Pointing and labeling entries

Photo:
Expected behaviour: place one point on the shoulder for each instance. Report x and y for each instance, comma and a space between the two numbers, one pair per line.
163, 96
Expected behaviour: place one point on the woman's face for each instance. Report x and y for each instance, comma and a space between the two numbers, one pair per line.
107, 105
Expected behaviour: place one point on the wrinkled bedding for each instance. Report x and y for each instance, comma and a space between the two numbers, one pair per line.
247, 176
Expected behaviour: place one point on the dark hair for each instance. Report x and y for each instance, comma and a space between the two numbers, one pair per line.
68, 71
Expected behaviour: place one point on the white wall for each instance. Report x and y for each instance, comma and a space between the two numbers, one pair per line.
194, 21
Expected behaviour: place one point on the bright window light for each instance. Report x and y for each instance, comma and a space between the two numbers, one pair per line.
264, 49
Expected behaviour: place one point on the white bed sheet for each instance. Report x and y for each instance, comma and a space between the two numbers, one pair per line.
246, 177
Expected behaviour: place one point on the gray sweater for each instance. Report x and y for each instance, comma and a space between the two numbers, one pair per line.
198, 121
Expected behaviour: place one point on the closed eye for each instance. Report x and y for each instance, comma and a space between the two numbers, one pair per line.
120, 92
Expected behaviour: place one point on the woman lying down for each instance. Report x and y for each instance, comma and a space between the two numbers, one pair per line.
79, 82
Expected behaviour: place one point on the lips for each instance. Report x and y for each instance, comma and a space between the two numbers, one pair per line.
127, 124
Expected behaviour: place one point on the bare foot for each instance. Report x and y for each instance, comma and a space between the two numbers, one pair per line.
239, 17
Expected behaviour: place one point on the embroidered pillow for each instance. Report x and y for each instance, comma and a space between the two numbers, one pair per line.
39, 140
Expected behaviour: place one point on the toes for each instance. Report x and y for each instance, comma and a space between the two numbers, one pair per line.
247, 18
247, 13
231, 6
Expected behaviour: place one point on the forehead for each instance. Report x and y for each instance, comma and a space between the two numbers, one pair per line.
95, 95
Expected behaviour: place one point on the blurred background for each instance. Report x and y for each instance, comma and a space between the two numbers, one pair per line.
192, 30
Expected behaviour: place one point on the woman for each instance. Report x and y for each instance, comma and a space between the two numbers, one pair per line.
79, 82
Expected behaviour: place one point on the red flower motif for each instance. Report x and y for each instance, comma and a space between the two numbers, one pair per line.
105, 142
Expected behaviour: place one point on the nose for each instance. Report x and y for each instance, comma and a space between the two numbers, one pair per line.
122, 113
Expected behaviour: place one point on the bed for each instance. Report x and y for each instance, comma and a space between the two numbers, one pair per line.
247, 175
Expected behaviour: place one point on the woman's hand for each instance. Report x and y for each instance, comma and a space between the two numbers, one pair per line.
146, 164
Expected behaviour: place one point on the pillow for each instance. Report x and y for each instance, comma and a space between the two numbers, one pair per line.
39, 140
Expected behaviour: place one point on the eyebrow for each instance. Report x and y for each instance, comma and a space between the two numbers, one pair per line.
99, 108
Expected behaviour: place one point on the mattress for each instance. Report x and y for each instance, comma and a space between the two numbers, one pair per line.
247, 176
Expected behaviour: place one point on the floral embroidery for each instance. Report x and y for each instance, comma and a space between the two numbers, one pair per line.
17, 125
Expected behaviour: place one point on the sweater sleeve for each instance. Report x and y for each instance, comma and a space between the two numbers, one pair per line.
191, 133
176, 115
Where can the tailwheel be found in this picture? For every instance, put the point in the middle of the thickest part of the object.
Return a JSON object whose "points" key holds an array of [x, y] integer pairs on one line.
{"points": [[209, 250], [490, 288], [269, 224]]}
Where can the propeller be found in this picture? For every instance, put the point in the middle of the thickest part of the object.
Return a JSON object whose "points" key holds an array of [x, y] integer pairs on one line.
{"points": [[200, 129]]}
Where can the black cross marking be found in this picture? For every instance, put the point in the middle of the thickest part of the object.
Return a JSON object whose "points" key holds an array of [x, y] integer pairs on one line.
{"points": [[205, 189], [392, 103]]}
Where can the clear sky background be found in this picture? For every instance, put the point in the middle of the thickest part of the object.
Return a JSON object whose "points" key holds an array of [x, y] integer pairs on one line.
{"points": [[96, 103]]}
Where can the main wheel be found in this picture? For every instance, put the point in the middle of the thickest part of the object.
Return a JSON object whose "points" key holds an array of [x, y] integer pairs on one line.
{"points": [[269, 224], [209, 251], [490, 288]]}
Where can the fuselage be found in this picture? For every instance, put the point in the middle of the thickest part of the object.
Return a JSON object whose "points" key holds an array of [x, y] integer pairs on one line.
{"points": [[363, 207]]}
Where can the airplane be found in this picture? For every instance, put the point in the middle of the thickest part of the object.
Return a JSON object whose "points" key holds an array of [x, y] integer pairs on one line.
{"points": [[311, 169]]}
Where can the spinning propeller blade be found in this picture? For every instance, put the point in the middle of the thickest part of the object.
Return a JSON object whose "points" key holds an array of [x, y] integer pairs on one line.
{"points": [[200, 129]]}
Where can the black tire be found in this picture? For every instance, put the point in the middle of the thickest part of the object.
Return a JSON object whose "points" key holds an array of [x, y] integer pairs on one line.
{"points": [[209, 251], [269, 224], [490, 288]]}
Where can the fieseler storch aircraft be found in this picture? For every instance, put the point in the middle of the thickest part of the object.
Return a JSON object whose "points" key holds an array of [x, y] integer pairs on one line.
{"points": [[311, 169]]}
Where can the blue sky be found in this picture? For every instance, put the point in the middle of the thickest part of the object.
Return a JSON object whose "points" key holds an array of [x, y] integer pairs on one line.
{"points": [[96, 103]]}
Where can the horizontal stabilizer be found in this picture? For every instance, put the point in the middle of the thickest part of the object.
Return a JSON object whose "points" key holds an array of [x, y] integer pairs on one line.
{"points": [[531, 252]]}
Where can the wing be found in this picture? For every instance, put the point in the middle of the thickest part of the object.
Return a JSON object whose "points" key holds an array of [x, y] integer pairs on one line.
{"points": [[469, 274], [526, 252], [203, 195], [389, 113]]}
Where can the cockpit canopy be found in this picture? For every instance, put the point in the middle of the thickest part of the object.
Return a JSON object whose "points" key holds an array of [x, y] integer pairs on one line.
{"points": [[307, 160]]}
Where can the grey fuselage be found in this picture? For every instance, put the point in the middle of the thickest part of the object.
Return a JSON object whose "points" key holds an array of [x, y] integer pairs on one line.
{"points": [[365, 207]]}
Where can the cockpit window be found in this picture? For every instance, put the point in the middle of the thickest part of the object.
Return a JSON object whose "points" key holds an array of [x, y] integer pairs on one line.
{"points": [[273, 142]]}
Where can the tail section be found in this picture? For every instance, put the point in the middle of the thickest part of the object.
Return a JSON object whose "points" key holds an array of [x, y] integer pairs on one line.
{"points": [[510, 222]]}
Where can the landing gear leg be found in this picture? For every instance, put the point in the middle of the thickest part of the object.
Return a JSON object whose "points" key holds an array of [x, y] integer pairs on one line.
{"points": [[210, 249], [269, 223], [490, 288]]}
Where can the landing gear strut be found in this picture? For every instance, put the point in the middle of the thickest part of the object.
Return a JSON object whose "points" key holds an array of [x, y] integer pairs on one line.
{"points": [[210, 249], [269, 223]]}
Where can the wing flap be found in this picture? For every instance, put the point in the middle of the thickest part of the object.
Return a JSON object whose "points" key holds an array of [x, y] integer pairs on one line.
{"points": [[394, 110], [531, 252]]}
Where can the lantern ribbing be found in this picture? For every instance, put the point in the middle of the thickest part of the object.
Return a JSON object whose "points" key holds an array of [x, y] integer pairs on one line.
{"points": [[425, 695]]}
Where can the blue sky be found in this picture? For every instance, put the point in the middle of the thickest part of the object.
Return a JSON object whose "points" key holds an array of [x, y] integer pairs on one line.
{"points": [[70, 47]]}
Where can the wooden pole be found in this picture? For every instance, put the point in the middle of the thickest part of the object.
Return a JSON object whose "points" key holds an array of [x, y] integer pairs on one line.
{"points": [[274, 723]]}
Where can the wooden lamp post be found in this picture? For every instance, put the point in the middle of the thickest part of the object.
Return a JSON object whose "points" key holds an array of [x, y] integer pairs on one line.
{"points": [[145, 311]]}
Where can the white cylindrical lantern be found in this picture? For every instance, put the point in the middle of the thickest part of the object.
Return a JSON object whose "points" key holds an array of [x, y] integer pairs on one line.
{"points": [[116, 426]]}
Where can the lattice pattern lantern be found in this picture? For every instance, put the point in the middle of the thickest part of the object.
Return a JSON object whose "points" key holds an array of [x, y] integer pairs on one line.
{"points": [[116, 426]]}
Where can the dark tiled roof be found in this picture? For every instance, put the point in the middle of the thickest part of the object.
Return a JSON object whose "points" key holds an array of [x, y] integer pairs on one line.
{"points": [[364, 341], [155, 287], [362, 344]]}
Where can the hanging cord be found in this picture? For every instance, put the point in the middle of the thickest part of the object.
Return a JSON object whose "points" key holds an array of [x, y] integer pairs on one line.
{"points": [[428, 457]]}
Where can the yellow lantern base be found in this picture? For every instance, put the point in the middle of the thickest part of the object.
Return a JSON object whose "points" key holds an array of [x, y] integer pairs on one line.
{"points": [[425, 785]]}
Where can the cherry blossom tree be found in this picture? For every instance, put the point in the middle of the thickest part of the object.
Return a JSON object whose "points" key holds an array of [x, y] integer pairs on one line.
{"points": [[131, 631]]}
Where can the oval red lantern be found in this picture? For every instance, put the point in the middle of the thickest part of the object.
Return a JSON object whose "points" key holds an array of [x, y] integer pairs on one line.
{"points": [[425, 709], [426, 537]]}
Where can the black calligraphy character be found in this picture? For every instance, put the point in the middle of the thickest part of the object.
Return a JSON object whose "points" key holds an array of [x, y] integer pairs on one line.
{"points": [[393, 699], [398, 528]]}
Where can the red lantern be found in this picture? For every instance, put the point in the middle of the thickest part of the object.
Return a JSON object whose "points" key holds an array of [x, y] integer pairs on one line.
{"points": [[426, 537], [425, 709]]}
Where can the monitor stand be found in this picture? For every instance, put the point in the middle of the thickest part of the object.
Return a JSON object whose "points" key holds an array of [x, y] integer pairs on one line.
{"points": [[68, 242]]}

Written task
Each line from the one containing "Where can the red" to the end of the records should be echoed exactly, and no other line.

Solution for this exercise
Where can the red lantern be found in this picture? For every instance, put the point in the middle of the thickest part of the object.
Return a JSON object whose "points" key holds an array of [x, y] integer pairs on one line.
{"points": [[426, 537], [425, 709]]}
Where can the monitor stand be found in this picture? For every instance, put the point in the middle of the thickest part of the object.
Return a JSON object whose "points" key holds an array of [x, y] integer pairs on one line.
{"points": [[68, 242]]}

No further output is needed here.